提示された本文.
- - - - -
南極料理人のお店 — 序章「南極まめ知識」

2022.12.5

新宿御苑にある「八十八(やそはち)」の店長は第21次南極観測隊・越冬隊の調理担当をしていた中村嘉明さん。南極での経験などをお話しいただきました。今回はその序章として「南極」について見直します。

南極の氷の厚さは富士山級

南極と北極、両者の違いを知っていても「あれ?どちらの話?」と混同している方もいるのでは?

まず、南極には大陸があるが北極にはない。南極は約1400万km2の大陸で、約98%が氷に覆われている。この氷は「氷床(ひょうしょう)」と呼ばれ、平均2.4kmで最も厚いところでは4kmにも及ぶ。大陸の大きさは日本の約36倍、最も厚い氷床は富士山(3.776km)より高い(環境省のサイトより)。

北極には大陸がなく、北極点周辺が厚さ最大10mの氷で覆われているだけだ。この氷は夏になると溶けてしまうこともあり、北極には海しか無い、ということも。

気温は南極のほうが低い。北極点の年間平均気温は”-6.2℃”で南極点の平均気温は-49.5℃だ。南極は標高が高いことから気温が低く、大陸があることで海だけの北極より気温が低くなる。
- - - - -
提供されたリスト.
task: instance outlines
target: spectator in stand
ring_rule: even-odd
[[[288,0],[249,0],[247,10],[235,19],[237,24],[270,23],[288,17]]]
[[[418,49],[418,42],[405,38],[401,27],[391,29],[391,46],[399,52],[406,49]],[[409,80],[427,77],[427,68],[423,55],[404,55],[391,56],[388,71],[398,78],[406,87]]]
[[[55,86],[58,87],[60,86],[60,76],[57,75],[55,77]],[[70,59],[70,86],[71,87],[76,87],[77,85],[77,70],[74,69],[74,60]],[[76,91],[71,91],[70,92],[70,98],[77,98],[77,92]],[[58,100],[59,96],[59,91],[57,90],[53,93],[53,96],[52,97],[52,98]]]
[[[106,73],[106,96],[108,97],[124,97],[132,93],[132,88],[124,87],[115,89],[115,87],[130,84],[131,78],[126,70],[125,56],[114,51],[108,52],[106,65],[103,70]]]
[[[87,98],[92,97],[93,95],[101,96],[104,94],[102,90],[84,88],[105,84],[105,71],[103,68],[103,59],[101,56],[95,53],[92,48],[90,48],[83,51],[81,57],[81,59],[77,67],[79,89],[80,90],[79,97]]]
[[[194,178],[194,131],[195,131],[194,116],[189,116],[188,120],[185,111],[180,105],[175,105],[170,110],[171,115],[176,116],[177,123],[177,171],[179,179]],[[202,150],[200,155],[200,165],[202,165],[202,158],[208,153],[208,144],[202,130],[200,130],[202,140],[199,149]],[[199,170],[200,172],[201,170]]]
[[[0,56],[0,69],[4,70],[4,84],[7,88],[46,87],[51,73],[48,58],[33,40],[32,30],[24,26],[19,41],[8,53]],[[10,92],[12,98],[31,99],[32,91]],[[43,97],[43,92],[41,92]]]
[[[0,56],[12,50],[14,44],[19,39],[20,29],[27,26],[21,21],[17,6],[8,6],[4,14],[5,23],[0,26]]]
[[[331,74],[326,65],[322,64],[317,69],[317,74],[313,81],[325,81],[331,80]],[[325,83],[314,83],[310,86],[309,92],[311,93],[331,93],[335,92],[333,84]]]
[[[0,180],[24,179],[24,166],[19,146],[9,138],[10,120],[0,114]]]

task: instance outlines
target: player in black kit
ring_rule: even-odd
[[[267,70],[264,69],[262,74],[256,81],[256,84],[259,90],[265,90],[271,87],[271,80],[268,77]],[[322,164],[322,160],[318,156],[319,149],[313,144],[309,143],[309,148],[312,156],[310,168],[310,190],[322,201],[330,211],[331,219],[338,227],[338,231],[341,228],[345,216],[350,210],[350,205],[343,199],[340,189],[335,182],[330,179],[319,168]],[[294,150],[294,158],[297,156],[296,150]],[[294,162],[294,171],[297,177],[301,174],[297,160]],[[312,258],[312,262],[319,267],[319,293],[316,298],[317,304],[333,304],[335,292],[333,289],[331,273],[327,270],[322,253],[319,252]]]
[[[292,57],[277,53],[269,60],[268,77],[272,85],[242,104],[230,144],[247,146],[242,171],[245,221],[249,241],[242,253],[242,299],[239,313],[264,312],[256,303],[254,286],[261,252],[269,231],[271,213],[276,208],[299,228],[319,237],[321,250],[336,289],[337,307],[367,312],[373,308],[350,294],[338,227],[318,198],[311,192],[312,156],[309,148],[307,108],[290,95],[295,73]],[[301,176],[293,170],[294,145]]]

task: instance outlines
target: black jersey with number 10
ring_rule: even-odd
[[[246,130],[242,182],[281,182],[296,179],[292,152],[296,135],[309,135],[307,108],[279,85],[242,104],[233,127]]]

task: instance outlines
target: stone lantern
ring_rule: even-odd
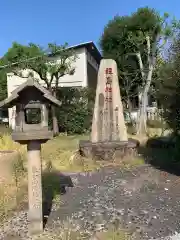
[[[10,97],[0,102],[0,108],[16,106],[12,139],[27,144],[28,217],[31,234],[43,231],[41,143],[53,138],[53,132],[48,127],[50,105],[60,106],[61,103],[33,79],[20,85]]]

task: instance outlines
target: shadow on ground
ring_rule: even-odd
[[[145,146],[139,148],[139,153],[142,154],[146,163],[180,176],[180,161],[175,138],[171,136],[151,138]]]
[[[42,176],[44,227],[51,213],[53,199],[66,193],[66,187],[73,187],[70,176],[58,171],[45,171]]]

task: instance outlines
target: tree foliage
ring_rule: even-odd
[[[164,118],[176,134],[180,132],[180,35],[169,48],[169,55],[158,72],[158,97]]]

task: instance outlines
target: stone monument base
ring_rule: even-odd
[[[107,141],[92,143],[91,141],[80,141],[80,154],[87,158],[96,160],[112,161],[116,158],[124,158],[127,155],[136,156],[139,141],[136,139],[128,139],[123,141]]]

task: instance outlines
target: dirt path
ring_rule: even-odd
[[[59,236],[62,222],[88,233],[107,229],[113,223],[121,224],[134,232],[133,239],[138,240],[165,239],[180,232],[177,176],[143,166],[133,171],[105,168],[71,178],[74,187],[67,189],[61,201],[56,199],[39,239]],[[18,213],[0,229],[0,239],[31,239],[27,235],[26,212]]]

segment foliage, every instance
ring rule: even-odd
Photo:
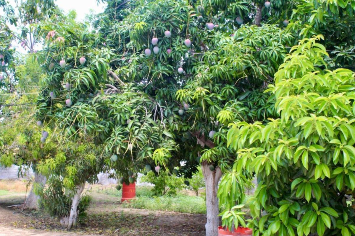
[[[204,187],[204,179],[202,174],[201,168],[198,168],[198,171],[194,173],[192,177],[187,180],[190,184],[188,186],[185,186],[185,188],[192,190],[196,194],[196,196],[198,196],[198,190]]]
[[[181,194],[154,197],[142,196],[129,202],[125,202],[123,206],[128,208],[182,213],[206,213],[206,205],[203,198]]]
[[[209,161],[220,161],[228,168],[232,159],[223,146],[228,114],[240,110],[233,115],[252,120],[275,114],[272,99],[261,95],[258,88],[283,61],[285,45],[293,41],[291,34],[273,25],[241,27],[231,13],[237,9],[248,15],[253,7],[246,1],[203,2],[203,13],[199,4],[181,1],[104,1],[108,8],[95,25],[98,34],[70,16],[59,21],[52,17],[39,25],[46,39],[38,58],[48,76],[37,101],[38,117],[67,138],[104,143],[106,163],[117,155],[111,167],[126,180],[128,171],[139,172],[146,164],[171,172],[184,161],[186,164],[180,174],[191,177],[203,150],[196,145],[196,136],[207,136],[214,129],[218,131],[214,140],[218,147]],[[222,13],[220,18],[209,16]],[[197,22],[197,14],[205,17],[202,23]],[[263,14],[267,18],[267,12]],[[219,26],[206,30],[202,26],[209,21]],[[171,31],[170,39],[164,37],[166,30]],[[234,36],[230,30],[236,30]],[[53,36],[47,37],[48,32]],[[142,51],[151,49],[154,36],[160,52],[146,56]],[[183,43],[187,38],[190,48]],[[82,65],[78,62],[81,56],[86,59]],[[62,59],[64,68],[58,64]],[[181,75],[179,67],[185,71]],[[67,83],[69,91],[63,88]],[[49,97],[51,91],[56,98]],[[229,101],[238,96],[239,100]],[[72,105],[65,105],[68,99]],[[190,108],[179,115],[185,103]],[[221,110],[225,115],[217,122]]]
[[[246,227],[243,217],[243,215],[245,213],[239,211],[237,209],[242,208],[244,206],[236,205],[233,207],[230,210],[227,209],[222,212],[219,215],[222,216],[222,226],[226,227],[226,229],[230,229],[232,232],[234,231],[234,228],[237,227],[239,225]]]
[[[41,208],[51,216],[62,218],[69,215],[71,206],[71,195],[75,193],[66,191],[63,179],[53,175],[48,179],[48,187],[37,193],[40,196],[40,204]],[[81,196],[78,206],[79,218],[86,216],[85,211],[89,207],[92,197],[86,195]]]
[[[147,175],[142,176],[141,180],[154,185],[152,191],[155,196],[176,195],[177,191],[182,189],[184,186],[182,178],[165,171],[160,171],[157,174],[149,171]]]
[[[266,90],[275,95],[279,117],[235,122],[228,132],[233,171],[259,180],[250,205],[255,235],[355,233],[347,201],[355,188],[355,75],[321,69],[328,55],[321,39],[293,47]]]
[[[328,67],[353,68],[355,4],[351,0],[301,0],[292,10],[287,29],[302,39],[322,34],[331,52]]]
- - - - -
課題.
A: 本文によると、南極の気温が北極より低いのはなぜか、一～三文で説明してください。
B: リストのうち、文字列「target」を含む行をすべて書き出してください。
このリストは本文とは無関係です。

課題への回答.
A: 南極は標高が高いため、気温が低くなります。また、大陸があることで、海しかない北極より気温が低くなります。

B:
target: spectator in stand
target: player in black kit
target: black jersey with number 10
target: stone lantern
target: shadow on ground
target: tree foliage
target: stone monument base
target: dirt path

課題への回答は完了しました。